▶ Set task:
Can you continue the blog post on backing up a large WordPress MySQL database, starting right after its last sentence?

▶ Excerpt provided:

+---+

Tuesday, February 15, 2011

Backup script for Large Mysql database running for Wordpress with Hyperdb

0 comments
I had to take backup for a Mysql 5.1 Database that was running for Wordpress application with Hyperdb plugin. The application had almost 93000 blogs and as each blog consisted of 8 tables, there were 786000 tables in the database. All of the tables were created using MyISAM Storage Engine. The number of blogs were increasing day by day. 

The structure of the DB as follows :-

SHOW DATABASES
imported_data
rdb
rdb0
rdb1
....
rdb93 

Here,

imported_data - used to store data that were imported from legacy site.

rdb - used to store all common tables for wordpress and blog 1.

rdbN - used to store data for blogs. Blogs were partitioned in different databases using the formula blog_id/1000. That is, blog 0 was stored at db0 and blog 92134 was stored at db92.

At first, I tried with mysqldump program and it took 22 hours to complete the whole database backup. I was in a fix. Then I go with the following steps.


Modified at mysqldump.c

....
static char *get_actual_table_name(const char *old_table_name, MEM_ROOT *root)
{
....
DBUG_PRINT("Rumman", ("SELECT TABLE_NAME FROM information_schema.TABLES WHERE TABLE_NAME = \'%s\'",old_table_name));
my_snprintf(query, sizeof(query), "SELECT TABLE_NAME FROM information_schema.TABLES WHERE TABLE_NAME = \'%s\'",old_table_name
              );
 ...
}
...

Compiled mysql at /root/dbbackup/mysql_r

Backup Scripts 

I used t he following two scripts for digitalsports backup:

1. init_backup.sh : This script is used to initiate backup for all the blogs ( at present 93000). It creates backup slots and then execute the backup_script.sh according to the slots in parallel. Some important variables in this scripts are -

SCRIPT - denotes where the backup_script.sh exists
LOGDIR - directory where all the log files should create
PARALLEL - how many processes we want to start simultaneously for backup 
 2. backup_script.sh  - this script is used call the modified mysqldump. It takes two parameters $START_BLOG_ID and $END_BLOG_ID. Within a for loop, it takes backup for the blogs and create separate sql file for each blog with the name such as blog_.sql.

MYSQLDUMP_ds -  denotes where the modified mysqldump binary is located

PRODUCTION_TIME - denotes backup processes is stopped after this time

Both these scripts are added below.

+---+

▶ Given information:

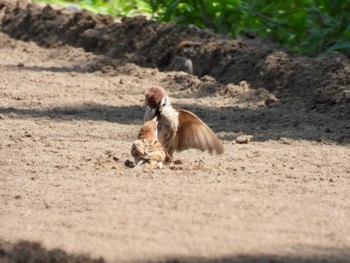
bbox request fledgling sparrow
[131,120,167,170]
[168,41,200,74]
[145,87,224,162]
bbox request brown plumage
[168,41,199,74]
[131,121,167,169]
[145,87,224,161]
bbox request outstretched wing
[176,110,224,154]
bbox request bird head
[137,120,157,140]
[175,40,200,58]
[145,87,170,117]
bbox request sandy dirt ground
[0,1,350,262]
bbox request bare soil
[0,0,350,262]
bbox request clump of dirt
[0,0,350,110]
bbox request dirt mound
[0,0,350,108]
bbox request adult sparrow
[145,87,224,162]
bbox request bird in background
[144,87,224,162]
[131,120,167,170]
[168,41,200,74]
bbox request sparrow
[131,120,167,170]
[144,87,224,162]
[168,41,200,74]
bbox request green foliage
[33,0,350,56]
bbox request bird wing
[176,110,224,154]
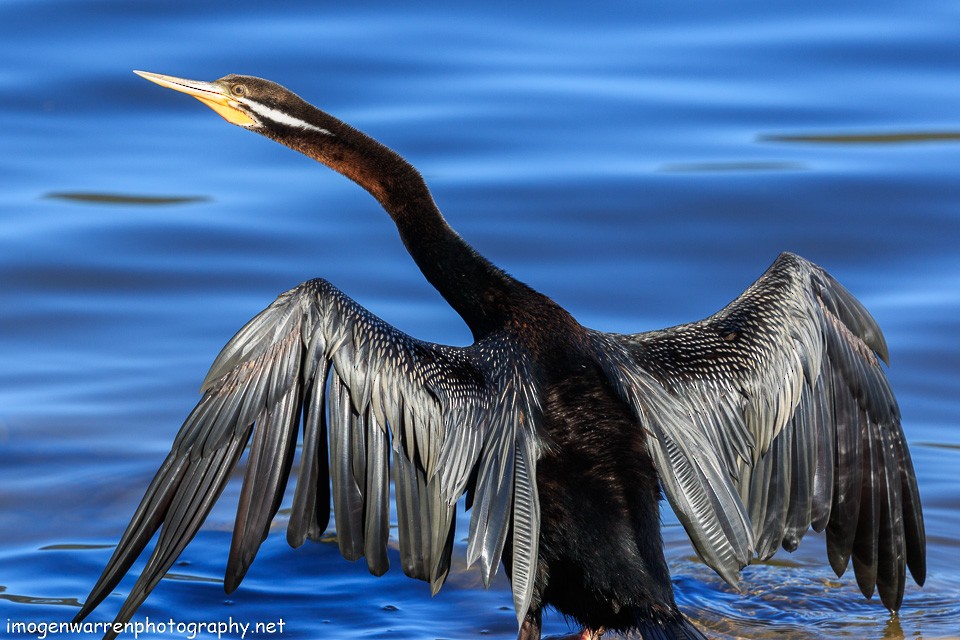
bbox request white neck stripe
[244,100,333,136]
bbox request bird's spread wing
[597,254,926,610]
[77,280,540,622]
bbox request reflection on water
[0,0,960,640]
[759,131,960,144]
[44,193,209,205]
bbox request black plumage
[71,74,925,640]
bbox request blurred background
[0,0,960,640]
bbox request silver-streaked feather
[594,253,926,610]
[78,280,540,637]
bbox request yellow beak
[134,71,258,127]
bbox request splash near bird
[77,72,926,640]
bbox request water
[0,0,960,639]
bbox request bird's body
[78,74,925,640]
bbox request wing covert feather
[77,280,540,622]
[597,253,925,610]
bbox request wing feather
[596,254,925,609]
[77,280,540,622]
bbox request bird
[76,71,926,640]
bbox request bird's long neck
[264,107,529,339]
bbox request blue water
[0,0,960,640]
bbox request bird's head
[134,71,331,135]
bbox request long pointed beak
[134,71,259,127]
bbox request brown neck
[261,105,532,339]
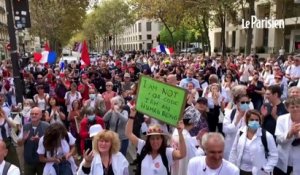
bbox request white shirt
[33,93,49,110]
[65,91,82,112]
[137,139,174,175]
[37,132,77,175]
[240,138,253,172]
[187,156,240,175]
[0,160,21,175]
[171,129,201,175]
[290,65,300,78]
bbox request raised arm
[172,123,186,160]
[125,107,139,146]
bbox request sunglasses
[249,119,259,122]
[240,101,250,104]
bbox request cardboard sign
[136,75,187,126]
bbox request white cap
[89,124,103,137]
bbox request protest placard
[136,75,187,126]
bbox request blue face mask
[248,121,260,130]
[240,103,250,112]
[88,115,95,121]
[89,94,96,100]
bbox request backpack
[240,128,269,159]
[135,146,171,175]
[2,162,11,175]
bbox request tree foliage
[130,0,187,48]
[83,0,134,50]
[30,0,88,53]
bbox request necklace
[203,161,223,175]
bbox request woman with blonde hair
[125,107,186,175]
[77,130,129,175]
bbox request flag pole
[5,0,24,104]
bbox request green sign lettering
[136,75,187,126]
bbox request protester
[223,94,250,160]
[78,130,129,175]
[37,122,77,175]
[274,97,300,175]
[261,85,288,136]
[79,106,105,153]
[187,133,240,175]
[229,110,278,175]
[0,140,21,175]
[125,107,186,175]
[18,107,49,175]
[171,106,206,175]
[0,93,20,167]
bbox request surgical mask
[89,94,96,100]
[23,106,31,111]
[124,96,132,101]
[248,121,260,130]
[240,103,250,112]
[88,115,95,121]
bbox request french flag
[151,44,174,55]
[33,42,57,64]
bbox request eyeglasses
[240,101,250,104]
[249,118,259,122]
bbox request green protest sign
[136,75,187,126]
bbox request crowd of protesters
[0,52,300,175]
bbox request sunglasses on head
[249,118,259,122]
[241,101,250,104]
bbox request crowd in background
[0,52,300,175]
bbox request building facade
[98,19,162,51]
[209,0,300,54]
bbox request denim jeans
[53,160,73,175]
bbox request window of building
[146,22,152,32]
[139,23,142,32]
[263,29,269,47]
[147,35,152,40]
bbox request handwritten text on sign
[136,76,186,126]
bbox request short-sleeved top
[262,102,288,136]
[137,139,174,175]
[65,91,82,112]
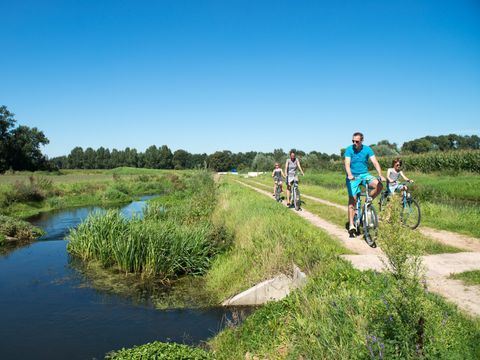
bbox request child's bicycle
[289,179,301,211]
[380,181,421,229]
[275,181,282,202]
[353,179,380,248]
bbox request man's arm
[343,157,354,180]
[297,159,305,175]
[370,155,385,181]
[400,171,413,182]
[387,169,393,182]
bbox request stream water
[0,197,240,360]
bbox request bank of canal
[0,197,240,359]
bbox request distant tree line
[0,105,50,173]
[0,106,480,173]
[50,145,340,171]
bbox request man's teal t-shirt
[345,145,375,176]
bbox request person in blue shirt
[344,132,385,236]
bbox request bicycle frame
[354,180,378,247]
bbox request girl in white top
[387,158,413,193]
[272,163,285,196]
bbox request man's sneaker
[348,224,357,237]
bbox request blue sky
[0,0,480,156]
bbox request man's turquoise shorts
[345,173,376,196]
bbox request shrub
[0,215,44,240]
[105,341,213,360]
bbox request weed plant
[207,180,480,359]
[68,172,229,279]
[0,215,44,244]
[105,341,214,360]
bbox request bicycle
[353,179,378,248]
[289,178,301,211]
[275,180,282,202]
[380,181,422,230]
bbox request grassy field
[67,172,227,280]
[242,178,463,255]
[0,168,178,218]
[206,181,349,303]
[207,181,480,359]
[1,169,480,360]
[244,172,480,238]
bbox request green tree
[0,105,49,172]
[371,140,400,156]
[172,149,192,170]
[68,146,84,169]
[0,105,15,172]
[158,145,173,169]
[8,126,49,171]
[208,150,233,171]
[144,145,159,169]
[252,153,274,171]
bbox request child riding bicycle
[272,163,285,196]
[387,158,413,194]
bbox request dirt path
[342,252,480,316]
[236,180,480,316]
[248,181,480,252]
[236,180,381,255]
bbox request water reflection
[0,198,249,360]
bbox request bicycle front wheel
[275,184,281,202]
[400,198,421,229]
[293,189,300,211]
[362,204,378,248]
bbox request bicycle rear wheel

+---+

▶ Expected answer:
Backup process works as follows;

  • Take the maximum blog id at first
  • Make slots for backup scripts using $PARALLEL and $STEP
  • Make $BACKUP_DIR and other sub-directories. For each day there is a sub-directory with rdb_<%m%d%y>
  • Call backup_script.sh and start  mysqldump for each blog
  • if stop.tmp is found in the $BACKUP_DIR, then backup processes will be stopped
  • if server time pass the $PRODUCTION_TIME, then backup processes will be stopped
  • To resume backup, we need to execute the init_backup.sh again and it will remove stop.tmp and start backup reading progress_NUMBER files from $BACKUP_DIR


-------------------------

 init_backup.sh  

-------------------------

#!/bin/bash

SCRIPT=/root/dbbackup/backup_scripts/backup_script.sh
LOGDIR=/BACKUP1/log
MIN_BLOG_ID=50
LAST_BLOG_ID=$MIN_BLOG_ID
PARALLEL=4

DBHOST=0.0.0.0
DB=rdb
DBUSER=ruser
DBUSERPWD=********
DBPORT=3306

DT=$(date +%m%d%y)
BACKUP_DIR=/BACKUP1/rdb_"$DT"
LOGDIR=$BACKUP_DIR/log_dir
if [ ! -d $BACKUP_DIR ]; then
   echo "Making backup directory at $BACKUP_DIR with sub-directories"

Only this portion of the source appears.